* **GOAL OF THE EXERCISE**: Reproduce verbatim the stretch of rows from the line containing "what_to_find = every instance of sidewalk" through the end of the rows, including both of those lines.

Extracted data entries:
# # #

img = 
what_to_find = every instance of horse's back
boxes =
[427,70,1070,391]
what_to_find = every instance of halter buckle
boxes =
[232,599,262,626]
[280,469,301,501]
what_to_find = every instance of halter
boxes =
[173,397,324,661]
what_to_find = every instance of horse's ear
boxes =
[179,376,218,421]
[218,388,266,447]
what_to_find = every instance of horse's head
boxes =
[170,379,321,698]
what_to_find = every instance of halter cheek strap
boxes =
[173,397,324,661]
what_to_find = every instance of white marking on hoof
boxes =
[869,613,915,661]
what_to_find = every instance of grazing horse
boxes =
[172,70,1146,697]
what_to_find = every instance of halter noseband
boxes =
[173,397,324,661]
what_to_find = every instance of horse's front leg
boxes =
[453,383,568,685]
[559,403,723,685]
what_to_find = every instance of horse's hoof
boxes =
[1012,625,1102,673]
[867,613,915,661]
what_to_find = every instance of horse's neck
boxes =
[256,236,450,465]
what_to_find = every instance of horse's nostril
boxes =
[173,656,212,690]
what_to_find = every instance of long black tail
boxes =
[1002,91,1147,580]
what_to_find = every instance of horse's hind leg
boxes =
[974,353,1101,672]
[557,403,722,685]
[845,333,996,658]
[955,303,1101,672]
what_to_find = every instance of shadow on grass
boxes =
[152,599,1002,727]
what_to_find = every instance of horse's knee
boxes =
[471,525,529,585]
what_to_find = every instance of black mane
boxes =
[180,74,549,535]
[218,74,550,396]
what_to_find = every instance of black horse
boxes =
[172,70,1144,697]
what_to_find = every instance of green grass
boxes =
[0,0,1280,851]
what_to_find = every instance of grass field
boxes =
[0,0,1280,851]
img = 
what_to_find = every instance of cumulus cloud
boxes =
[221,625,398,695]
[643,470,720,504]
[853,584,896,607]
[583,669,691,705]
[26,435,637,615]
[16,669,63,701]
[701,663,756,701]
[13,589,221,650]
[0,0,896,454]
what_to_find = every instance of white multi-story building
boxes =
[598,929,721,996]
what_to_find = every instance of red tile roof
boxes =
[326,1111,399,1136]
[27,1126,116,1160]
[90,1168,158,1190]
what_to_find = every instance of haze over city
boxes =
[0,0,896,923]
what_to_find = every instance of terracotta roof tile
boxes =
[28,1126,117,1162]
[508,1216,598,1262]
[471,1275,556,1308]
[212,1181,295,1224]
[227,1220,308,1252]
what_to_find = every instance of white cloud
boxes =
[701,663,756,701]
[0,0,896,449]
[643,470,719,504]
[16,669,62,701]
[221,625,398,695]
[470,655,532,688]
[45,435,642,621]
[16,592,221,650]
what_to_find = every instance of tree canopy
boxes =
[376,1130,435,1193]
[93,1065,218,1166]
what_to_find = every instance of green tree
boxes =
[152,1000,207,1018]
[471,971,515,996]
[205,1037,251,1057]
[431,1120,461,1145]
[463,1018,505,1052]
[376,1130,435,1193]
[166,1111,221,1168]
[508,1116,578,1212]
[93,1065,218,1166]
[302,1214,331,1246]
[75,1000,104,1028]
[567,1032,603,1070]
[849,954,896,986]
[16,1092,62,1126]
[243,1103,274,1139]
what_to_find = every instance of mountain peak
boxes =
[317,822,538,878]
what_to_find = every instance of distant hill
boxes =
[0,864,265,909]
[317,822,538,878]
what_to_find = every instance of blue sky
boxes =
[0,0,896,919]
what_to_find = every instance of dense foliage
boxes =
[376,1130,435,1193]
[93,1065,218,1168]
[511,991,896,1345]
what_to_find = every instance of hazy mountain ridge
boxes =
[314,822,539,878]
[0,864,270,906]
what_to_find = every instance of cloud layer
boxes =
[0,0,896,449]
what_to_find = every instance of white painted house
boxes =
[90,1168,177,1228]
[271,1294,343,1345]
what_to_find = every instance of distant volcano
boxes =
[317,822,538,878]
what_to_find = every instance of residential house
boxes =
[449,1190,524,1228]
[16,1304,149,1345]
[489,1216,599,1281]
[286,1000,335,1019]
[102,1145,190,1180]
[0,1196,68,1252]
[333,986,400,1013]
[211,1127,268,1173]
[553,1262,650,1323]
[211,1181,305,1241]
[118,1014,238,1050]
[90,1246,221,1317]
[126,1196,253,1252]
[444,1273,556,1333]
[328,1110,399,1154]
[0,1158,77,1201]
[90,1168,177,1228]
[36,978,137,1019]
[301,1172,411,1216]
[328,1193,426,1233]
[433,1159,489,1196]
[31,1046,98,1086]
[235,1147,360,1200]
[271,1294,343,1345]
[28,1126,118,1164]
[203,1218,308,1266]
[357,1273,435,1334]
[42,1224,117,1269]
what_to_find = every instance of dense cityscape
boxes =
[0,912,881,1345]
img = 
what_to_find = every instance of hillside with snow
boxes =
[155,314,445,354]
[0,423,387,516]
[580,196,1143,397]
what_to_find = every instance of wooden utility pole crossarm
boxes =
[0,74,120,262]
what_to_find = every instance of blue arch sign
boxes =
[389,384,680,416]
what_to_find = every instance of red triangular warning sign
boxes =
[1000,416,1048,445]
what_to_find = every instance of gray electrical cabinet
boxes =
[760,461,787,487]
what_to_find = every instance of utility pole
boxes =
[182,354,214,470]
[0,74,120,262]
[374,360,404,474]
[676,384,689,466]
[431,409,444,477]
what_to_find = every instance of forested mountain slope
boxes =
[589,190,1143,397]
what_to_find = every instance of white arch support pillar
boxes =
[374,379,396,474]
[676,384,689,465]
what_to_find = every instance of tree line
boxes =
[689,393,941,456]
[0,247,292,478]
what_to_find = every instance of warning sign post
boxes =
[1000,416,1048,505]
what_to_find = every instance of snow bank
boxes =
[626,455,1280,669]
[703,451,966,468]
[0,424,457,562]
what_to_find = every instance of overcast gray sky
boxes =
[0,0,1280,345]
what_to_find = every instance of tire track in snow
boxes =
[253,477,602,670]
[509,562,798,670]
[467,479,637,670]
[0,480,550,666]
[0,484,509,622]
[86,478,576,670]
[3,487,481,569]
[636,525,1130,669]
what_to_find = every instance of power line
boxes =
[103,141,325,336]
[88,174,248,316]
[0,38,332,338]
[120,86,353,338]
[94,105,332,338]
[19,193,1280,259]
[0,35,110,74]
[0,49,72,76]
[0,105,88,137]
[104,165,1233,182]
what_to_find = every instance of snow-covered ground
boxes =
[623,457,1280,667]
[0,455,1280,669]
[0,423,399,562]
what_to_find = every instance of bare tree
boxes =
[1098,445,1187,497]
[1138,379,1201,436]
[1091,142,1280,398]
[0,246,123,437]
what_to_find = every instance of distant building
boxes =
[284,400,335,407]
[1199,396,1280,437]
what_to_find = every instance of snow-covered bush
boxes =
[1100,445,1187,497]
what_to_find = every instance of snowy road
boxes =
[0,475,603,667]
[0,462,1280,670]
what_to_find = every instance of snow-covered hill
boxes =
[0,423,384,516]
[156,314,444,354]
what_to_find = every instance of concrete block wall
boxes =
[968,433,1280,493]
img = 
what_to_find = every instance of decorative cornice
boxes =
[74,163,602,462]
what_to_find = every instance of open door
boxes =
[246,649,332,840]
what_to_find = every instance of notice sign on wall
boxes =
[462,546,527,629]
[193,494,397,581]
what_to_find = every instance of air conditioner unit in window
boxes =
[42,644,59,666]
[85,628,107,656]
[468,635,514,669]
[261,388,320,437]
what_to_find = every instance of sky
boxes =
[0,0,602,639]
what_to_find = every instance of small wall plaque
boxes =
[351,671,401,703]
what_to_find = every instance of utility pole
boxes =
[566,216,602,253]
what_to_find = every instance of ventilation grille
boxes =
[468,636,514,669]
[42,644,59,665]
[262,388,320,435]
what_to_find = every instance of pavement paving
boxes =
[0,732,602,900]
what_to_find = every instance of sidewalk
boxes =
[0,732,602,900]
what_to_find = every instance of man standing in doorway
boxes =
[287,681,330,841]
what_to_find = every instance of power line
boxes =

# # #

* **WRITTEN ANSWER**:
what_to_find = every instance of sidewalk
boxes =
[0,732,602,900]
what_to_find = every instance of man standing in doorway
boxes =
[287,681,330,841]
what_to_find = every instance of power line
boxes =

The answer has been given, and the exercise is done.